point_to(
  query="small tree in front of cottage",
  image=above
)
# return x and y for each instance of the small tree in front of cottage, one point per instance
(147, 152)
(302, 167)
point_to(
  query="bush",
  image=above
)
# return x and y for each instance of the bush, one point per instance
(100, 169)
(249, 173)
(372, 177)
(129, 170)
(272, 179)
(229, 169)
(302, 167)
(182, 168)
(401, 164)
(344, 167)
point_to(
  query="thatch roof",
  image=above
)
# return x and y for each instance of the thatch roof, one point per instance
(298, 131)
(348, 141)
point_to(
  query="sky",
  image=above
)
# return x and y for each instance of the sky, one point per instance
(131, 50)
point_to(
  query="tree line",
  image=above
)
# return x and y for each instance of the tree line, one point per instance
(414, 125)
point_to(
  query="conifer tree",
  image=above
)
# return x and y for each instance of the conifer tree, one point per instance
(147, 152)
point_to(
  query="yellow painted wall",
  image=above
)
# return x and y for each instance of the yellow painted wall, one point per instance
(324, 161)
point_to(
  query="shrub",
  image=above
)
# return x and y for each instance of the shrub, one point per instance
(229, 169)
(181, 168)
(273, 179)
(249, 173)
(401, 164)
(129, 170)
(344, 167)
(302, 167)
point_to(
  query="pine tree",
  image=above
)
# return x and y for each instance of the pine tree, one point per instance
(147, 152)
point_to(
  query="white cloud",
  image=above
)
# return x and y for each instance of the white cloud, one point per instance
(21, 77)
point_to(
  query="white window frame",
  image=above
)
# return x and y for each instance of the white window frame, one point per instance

*WHAT TO WORK ON*:
Rescale the data above by writing out every line again, requests included, with each x and y coordinate in the answers multiplied by 2.6 and rounded to the nearest whole number, halves rounding up.

*REPLY TO THE TASK*:
point_to(
  query="small tree in front of cottage",
  image=above
)
# return x and y for each instance of the small tree in front of cottage, one point per instance
(382, 395)
(785, 434)
point_to(
  query="bush",
  image=above
)
# return x and y for each instance of the bush, one point per instance
(260, 439)
(647, 450)
(967, 460)
(335, 442)
(707, 465)
(595, 439)
(785, 434)
(473, 437)
(1043, 426)
(894, 434)
point_to(
  query="thatch roof",
  image=above
)
# return x and y for each instance of the thatch roof, one point per instance
(775, 341)
(905, 367)
point_to(
  query="sky",
  image=above
)
# return x and y for each instance of the sky, one point per instance
(341, 130)
point_to(
  query="tree line",
  image=above
)
# return x and y for each instance of the tree line, one point per instance
(1076, 325)
point_to(
  query="conifer tree",
  image=above
)
# return x and y for each instance of the conifer tree, one point per instance
(382, 395)
point_to(
  query="yellow painted wall",
  image=above
)
# return x and y for each instance of the yellow painted wall, one point per instance
(842, 419)
point_to(
  query="shrub",
  image=above
)
# return x and y for each instance of the shrub, one point per instance
(595, 439)
(471, 437)
(710, 465)
(647, 450)
(1043, 426)
(335, 442)
(894, 434)
(785, 434)
point_to(
  query="pine tree",
  image=above
)
# return x and y for each instance of the pine tree, one point per instance
(382, 395)
point_to(
  query="white cloud",
  image=above
)
# return x and y for each instance of the white cloud, one point per instance
(55, 200)
point_to(
  query="white window frame",
  image=above
)
# return x and y for each instance of the white window frame, one point per instance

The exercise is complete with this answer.